> _Written instruction_
Locate the line that contains "[locate] eyeglasses (one", then copy it and all later lines of the data below exactly, through the last one.

> _Given records_
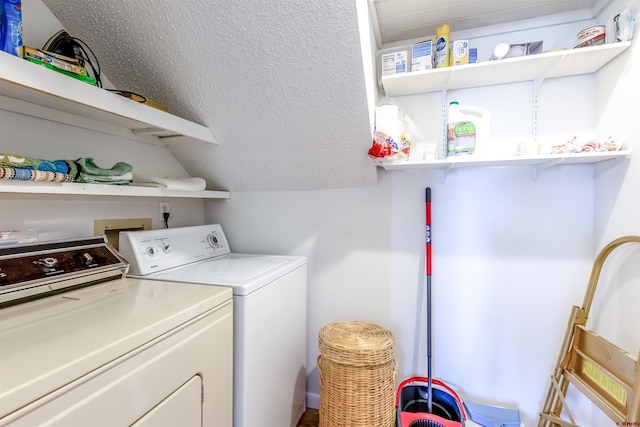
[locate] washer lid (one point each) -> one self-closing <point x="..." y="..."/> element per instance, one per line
<point x="50" y="342"/>
<point x="244" y="273"/>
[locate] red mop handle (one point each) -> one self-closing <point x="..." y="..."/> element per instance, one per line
<point x="428" y="231"/>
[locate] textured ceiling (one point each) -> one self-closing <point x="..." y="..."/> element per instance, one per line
<point x="280" y="83"/>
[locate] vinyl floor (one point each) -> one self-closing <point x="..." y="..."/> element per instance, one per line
<point x="309" y="418"/>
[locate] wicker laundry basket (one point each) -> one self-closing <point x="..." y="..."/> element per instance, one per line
<point x="357" y="375"/>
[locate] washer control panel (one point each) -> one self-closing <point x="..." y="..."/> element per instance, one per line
<point x="36" y="269"/>
<point x="156" y="250"/>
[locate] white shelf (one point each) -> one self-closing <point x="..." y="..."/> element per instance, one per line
<point x="537" y="163"/>
<point x="564" y="63"/>
<point x="34" y="90"/>
<point x="103" y="190"/>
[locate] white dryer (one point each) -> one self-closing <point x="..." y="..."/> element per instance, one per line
<point x="82" y="345"/>
<point x="270" y="313"/>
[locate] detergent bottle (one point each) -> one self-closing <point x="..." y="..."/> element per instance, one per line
<point x="443" y="46"/>
<point x="468" y="130"/>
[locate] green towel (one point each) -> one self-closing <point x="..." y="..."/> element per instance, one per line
<point x="88" y="167"/>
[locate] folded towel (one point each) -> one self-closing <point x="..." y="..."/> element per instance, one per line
<point x="97" y="179"/>
<point x="22" y="174"/>
<point x="182" y="184"/>
<point x="16" y="161"/>
<point x="88" y="166"/>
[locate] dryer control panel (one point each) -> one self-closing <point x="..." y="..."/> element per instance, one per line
<point x="151" y="251"/>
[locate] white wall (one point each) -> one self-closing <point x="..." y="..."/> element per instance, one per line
<point x="511" y="255"/>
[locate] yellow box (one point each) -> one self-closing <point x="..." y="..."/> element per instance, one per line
<point x="459" y="52"/>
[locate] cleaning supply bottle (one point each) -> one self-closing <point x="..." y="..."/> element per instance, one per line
<point x="467" y="130"/>
<point x="443" y="46"/>
<point x="11" y="27"/>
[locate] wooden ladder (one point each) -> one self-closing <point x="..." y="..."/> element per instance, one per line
<point x="603" y="372"/>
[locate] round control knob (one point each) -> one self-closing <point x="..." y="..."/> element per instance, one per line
<point x="87" y="258"/>
<point x="213" y="241"/>
<point x="49" y="262"/>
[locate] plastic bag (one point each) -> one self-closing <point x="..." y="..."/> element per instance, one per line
<point x="395" y="133"/>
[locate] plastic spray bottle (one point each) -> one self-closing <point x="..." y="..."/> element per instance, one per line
<point x="11" y="27"/>
<point x="467" y="130"/>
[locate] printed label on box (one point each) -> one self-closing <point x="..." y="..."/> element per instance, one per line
<point x="421" y="56"/>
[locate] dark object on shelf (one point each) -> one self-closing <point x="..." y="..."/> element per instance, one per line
<point x="64" y="44"/>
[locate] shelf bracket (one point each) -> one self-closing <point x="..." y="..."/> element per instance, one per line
<point x="535" y="170"/>
<point x="445" y="171"/>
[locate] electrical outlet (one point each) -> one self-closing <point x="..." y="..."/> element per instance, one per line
<point x="164" y="208"/>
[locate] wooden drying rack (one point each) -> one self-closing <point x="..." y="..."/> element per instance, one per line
<point x="603" y="372"/>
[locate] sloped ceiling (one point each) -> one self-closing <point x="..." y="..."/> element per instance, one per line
<point x="280" y="83"/>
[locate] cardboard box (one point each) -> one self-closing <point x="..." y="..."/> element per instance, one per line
<point x="421" y="58"/>
<point x="81" y="77"/>
<point x="55" y="60"/>
<point x="394" y="63"/>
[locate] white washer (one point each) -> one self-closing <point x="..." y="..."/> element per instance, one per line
<point x="81" y="345"/>
<point x="270" y="313"/>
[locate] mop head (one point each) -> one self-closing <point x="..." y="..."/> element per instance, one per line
<point x="412" y="402"/>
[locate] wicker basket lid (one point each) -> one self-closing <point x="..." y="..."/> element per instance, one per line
<point x="356" y="343"/>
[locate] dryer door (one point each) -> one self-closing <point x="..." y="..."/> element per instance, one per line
<point x="182" y="408"/>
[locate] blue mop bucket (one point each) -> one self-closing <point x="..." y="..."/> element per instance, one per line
<point x="447" y="409"/>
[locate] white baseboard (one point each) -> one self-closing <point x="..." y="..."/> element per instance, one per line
<point x="313" y="400"/>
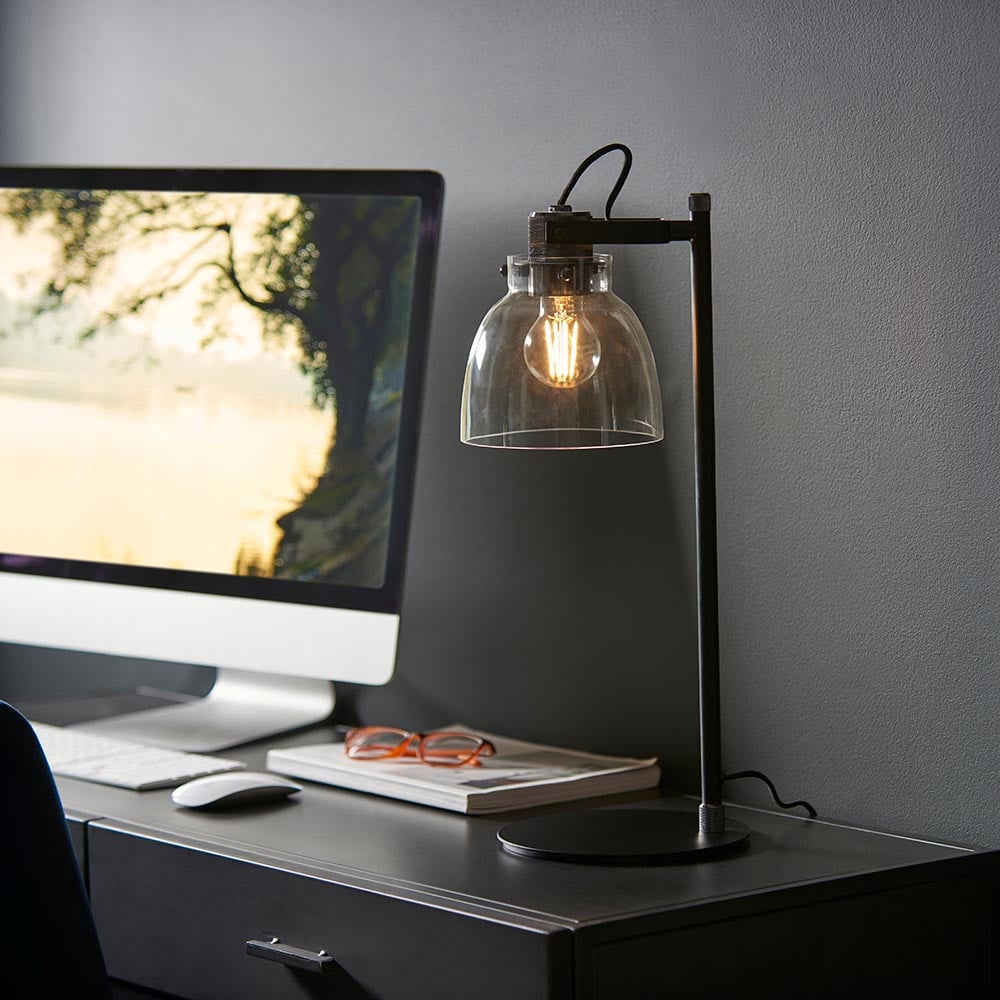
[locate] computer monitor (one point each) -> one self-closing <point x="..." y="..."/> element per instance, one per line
<point x="210" y="389"/>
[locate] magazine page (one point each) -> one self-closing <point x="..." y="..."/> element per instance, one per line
<point x="520" y="773"/>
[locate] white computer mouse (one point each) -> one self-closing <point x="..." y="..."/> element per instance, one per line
<point x="233" y="788"/>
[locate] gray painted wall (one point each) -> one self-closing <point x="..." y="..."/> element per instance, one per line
<point x="850" y="148"/>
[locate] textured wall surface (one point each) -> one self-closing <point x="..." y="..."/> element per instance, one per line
<point x="850" y="149"/>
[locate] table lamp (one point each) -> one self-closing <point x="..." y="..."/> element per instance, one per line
<point x="561" y="362"/>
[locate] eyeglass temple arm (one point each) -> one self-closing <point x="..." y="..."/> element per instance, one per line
<point x="577" y="231"/>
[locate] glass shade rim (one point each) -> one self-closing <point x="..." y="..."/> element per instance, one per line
<point x="530" y="436"/>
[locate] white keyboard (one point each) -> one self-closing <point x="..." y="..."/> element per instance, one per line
<point x="110" y="761"/>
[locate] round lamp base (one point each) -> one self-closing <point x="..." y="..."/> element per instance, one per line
<point x="620" y="837"/>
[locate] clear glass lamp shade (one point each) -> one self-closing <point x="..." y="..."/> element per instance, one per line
<point x="560" y="362"/>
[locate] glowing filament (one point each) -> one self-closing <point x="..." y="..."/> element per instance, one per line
<point x="562" y="336"/>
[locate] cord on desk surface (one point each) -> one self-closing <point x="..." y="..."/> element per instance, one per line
<point x="760" y="776"/>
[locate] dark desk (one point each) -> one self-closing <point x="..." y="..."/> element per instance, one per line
<point x="417" y="903"/>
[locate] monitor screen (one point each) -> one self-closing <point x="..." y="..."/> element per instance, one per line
<point x="210" y="390"/>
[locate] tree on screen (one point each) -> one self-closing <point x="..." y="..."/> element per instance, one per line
<point x="327" y="276"/>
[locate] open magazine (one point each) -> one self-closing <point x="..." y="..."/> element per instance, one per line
<point x="519" y="775"/>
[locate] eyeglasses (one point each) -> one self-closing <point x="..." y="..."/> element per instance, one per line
<point x="443" y="749"/>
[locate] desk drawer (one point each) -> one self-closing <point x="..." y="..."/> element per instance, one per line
<point x="177" y="918"/>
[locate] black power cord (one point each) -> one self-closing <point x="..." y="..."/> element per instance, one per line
<point x="760" y="776"/>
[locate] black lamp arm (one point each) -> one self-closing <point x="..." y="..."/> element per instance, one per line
<point x="556" y="229"/>
<point x="572" y="230"/>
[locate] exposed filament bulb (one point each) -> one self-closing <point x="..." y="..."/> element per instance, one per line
<point x="562" y="348"/>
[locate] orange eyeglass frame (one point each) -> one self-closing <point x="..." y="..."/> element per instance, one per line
<point x="414" y="745"/>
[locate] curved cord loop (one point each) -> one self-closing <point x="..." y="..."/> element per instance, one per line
<point x="774" y="792"/>
<point x="596" y="155"/>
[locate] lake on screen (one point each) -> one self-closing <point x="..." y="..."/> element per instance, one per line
<point x="172" y="476"/>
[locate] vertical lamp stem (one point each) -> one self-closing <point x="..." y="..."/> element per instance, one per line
<point x="711" y="813"/>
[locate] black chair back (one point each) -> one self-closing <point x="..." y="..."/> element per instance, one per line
<point x="49" y="940"/>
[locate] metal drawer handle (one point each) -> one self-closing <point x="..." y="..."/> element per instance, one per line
<point x="294" y="958"/>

> _The result_
[locate] eyeglasses (one point each) -> one self-closing <point x="..." y="..."/> element per instance, one per line
<point x="443" y="749"/>
[locate] desk drawer (one point each) -> one self-closing <point x="..." y="..."/> element per instance, one per line
<point x="177" y="918"/>
[locate] black power cord (one point each) -> one self-closing <point x="..." y="..."/> element per instance, one per line
<point x="760" y="776"/>
[locate] black lamp arm (one point each) -> one self-closing <point x="..." y="..."/> element per instance, one per line
<point x="556" y="229"/>
<point x="572" y="230"/>
[locate] exposed filament bulb (one point each) -> one self-closing <point x="..." y="..."/> element per instance, one per line
<point x="562" y="348"/>
[locate] orange eyeglass frame (one point each) -> one self-closing <point x="..." y="..."/> element per instance, one per line
<point x="414" y="745"/>
[locate] curved cord loop (one point each) -> one self-closing <point x="..." y="..."/> element per instance, one per line
<point x="774" y="792"/>
<point x="596" y="155"/>
[locate] lake on screen (one point each) -> one self-closing <point x="..." y="..."/> element per instance, one per line
<point x="172" y="476"/>
[locate] vertical lamp stem (one point each) -> one self-closing <point x="..." y="..."/> element per instance, one per line
<point x="711" y="813"/>
[locate] black chair back (one point each) -> one self-closing <point x="..." y="..."/> element per instance, one per line
<point x="49" y="940"/>
[locate] metal drawer handle (one point each) -> one self-closing <point x="..." y="..."/> element per instance, one per line
<point x="294" y="958"/>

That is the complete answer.